Abstract
Background and research aim Lung cancer is a research priority in the UK. Early diagnosis of lung cancer can improve patients’ survival outcomes. The DART-QResearch project is part of a larger academic-industrial collaborative initiative, using big data and artificial intelligence to improve patient outcomes with thoracic diseases. There are two general research aims in the DART-QResearch project: (1) to understand the natural history of lung cancer, (2) to develop, validate, and evaluate risk prediction models to select patients at high risk for lung cancer screening.
Methods This population-based cohort study uses the QResearch® database (version 45) and includes patients aged between 25 and 84 years old and without a diagnosis of lung cancer at cohort entry (study period: 1 January 2005 to 31 December 2020). The team conducted a literature review (with additional clinical input) to inform the inclusion of variables for data extraction from the QResearch database. The following statistical techniques will be used for different research objectives, including descriptive statistics, multi-level modelling, multiple imputation for missing data, fractional polynomials to explore non-linear relationships between continuous variables and the outcome, and Cox regression for the prediction model. We will update our QCancer (lung, 10-year risk) algorithm, and compare it with the other two mainstream models (LLP and PLCOM2012) for lung cancer screening using the same dataset. We will evaluate the discrimination, calibration, and clinical usefulness of the prediction models, and recommend the best one for lung cancer screening for the English primary care population.
Discussion The DART-QResearch project focuses on both symptomatic presentation and asymptomatic patients in the lung cancer care pathway. A better understanding of the patterns, trajectories, and phenotypes of symptomatic presentation may help GPs consider lung cancer earlier. Screening asymptomatic patients at high risk is another route to achieve earlier diagnosis of lung cancer. The strengths of this study include using large-scale representative population-based clinical data, robust methodology, and a transparent research process. This project has great potential to contribute to the national cancer strategic plan and yields substantial public and societal benefits through earlier diagnosis of lung cancer.

^^^^^^^^

• Directions
From the lung cancer study abstract, reproduce word for word the passage that begins at "Discussion The DART-QResearch" and stops after "through earlier diagnosis of lung cancer.".

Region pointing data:
^^^^^^^^

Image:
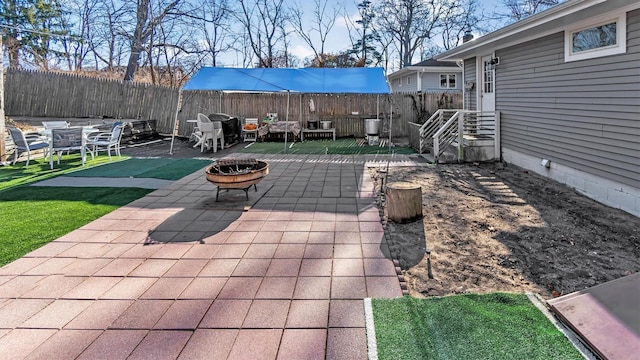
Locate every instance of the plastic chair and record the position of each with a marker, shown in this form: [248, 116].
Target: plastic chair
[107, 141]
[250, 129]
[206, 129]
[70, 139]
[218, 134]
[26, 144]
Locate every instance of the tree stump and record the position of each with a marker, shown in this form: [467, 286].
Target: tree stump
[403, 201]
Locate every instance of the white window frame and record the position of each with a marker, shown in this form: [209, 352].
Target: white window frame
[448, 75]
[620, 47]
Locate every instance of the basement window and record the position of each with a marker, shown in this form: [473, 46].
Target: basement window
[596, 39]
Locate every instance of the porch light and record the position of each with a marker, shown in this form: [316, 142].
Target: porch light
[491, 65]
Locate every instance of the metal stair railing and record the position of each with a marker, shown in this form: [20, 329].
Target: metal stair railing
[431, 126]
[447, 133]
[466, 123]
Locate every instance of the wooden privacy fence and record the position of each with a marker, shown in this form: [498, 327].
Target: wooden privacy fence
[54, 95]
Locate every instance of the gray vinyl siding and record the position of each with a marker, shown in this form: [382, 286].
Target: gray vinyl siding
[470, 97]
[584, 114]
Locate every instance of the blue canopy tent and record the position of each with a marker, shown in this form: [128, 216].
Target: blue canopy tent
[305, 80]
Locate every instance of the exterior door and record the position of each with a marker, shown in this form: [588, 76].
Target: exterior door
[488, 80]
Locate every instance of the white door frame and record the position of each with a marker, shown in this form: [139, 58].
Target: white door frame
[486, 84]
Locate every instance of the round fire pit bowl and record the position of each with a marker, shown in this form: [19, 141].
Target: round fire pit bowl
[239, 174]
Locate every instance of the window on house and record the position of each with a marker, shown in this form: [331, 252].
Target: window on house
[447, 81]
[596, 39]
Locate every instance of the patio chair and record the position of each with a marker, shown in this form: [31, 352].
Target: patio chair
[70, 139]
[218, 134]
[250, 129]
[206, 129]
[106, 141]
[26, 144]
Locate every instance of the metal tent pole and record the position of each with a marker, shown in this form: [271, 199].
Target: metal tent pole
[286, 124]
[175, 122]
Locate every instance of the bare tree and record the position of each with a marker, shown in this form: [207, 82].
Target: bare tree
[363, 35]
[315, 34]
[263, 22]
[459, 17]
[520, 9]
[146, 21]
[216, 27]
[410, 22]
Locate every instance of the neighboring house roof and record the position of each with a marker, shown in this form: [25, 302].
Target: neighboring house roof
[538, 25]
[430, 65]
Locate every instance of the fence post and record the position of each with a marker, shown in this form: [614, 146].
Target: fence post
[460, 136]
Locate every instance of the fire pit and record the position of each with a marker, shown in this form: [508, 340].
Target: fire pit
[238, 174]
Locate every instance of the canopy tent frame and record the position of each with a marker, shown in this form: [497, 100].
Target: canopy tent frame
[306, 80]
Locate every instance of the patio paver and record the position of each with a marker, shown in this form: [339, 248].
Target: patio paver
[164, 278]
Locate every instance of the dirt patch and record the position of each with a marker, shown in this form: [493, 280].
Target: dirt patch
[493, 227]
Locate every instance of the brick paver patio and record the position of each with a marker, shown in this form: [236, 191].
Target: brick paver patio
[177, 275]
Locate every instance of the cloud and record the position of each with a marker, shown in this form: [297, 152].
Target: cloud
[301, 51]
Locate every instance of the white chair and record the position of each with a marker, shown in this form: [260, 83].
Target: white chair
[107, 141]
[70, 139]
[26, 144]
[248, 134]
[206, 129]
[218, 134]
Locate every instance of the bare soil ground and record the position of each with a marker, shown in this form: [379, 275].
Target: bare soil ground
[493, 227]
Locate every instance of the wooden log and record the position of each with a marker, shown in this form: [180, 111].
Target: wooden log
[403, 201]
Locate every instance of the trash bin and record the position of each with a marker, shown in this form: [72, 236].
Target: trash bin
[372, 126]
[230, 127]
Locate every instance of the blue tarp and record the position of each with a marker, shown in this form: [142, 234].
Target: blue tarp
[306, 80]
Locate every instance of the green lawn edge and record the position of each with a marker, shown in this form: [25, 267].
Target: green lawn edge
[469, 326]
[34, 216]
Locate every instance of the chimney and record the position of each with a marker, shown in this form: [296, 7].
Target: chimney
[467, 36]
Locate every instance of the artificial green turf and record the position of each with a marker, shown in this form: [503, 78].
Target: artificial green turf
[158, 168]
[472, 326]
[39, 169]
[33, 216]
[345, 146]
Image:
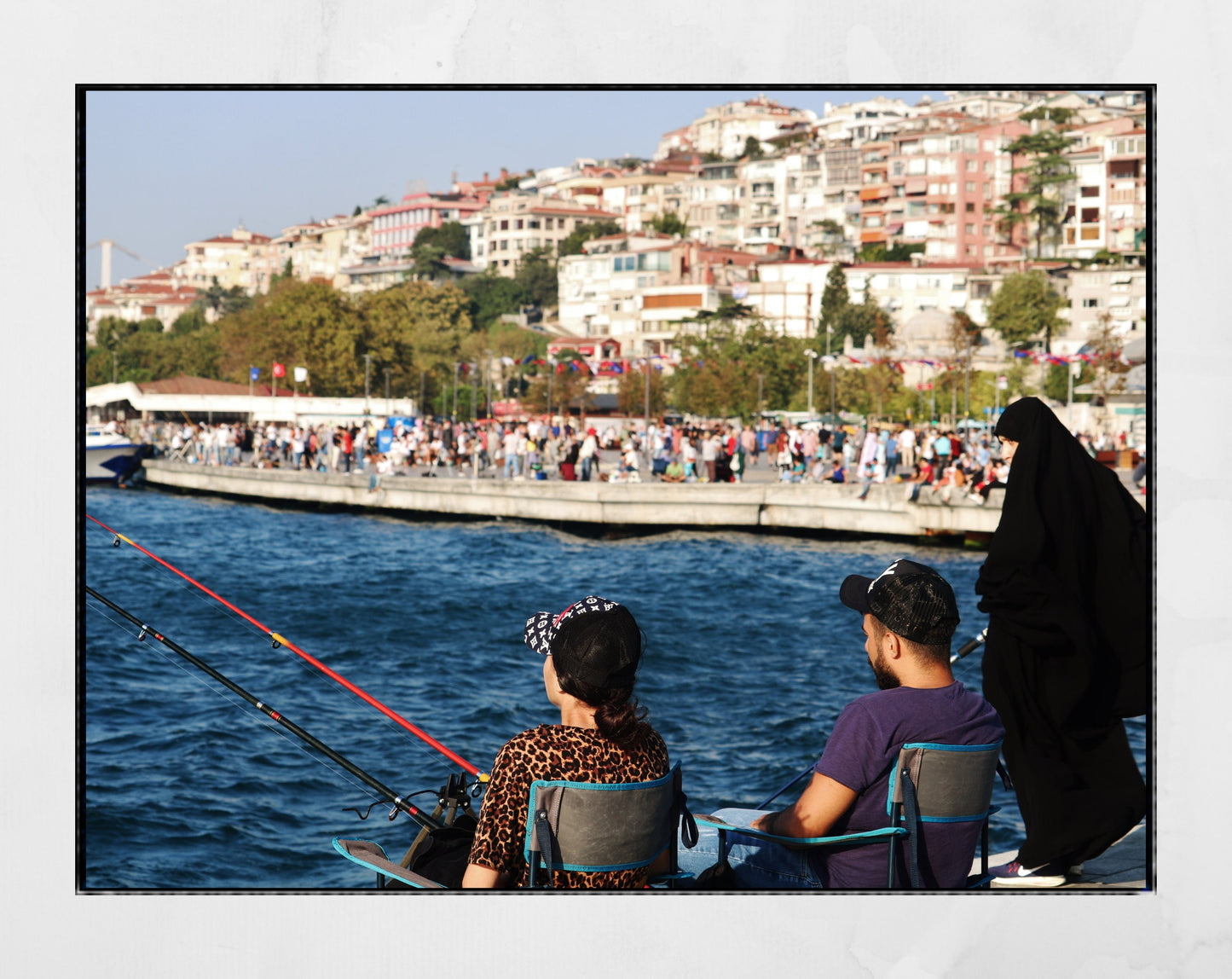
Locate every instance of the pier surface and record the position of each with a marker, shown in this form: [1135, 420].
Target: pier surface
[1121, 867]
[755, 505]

^^^^^^^^

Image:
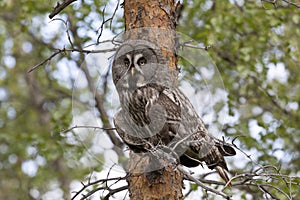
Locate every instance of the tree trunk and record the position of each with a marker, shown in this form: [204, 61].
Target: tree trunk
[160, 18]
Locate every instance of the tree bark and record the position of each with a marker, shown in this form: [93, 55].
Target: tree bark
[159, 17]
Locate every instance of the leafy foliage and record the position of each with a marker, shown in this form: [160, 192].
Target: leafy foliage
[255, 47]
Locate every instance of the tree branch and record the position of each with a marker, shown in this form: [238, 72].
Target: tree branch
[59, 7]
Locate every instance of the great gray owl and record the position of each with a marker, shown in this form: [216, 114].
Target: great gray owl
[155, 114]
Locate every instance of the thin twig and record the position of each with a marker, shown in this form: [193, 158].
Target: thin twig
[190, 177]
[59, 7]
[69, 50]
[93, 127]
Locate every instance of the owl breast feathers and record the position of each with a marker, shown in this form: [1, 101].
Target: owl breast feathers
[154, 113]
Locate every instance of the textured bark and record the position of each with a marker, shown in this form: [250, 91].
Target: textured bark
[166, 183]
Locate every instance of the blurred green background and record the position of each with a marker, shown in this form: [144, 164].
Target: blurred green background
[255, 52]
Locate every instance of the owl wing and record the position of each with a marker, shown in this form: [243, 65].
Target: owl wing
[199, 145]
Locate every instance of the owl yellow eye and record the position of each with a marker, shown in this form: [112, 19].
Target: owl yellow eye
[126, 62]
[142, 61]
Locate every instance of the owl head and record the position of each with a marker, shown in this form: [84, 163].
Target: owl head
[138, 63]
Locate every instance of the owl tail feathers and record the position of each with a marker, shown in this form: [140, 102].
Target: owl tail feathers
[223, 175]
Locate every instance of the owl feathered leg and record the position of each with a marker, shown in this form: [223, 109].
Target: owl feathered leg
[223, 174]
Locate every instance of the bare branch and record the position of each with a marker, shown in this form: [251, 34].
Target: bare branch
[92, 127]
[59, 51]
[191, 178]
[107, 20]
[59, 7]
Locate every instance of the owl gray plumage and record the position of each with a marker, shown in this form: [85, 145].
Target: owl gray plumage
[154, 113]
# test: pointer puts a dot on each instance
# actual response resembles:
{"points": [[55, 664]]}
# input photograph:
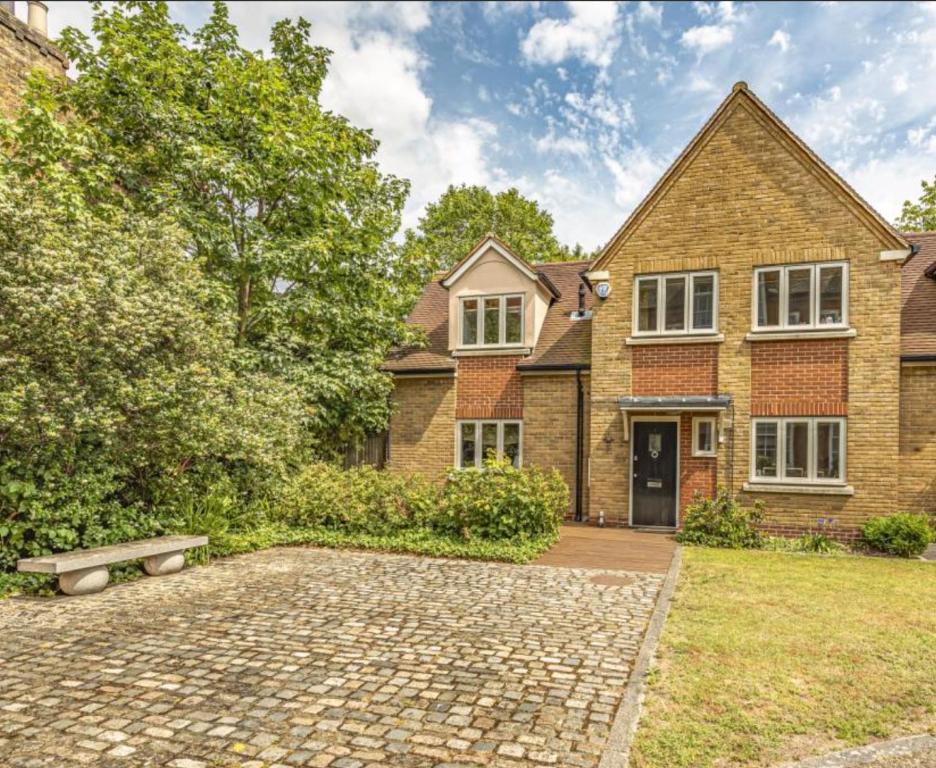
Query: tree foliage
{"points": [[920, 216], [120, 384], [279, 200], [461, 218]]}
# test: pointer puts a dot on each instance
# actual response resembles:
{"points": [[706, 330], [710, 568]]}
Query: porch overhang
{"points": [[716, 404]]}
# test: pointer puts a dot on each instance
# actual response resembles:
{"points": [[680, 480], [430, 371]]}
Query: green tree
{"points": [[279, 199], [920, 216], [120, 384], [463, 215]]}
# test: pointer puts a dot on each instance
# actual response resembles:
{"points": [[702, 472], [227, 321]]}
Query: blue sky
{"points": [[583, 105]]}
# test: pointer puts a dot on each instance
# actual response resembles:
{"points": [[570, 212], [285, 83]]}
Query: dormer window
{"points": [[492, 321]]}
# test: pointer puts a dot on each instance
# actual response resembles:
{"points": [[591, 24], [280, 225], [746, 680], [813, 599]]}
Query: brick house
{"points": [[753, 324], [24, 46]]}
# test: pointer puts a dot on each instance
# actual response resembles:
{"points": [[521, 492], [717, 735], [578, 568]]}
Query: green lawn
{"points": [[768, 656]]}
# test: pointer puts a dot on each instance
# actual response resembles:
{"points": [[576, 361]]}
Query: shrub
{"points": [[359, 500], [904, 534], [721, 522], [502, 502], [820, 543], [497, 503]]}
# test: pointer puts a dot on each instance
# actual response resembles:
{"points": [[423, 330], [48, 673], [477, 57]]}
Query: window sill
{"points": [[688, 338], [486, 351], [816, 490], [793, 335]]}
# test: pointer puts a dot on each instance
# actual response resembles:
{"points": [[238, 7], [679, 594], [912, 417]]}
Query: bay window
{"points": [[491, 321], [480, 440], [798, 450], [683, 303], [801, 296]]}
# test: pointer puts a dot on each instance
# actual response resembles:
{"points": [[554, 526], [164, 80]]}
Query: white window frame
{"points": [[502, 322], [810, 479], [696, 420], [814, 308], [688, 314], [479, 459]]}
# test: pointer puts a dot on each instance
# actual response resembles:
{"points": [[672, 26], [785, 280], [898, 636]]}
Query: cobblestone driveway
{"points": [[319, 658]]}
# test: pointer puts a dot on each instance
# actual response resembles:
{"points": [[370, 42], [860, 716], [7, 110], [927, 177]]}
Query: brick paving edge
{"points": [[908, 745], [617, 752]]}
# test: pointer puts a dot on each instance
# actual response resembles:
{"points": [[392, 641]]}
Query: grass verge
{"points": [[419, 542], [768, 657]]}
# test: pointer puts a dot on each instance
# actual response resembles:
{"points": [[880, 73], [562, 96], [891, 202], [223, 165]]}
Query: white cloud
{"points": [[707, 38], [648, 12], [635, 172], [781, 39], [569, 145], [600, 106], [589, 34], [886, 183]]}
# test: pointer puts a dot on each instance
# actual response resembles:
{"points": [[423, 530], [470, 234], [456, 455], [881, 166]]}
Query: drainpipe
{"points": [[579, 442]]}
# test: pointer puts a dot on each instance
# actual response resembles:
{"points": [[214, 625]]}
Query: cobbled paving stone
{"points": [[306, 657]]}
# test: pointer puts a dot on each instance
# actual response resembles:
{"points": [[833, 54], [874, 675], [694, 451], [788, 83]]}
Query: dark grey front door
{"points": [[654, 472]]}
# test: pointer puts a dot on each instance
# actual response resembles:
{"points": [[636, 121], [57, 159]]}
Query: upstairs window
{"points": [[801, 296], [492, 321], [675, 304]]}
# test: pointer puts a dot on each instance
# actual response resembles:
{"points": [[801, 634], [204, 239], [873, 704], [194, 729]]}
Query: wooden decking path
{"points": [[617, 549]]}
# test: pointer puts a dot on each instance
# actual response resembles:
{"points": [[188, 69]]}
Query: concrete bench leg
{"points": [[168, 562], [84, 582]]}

^^^^^^^^

• Result of this exercise
Discussion The DART-QResearch project focuses on both symptomatic presentation and asymptomatic patients in the lung cancer care pathway. A better understanding of the patterns, trajectories, and phenotypes of symptomatic presentation may help GPs consider lung cancer earlier. Screening asymptomatic patients at high risk is another route to achieve earlier diagnosis of lung cancer. The strengths of this study include using large-scale representative population-based clinical data, robust methodology, and a transparent research process. This project has great potential to contribute to the national cancer strategic plan and yields substantial public and societal benefits through earlier diagnosis of lung cancer.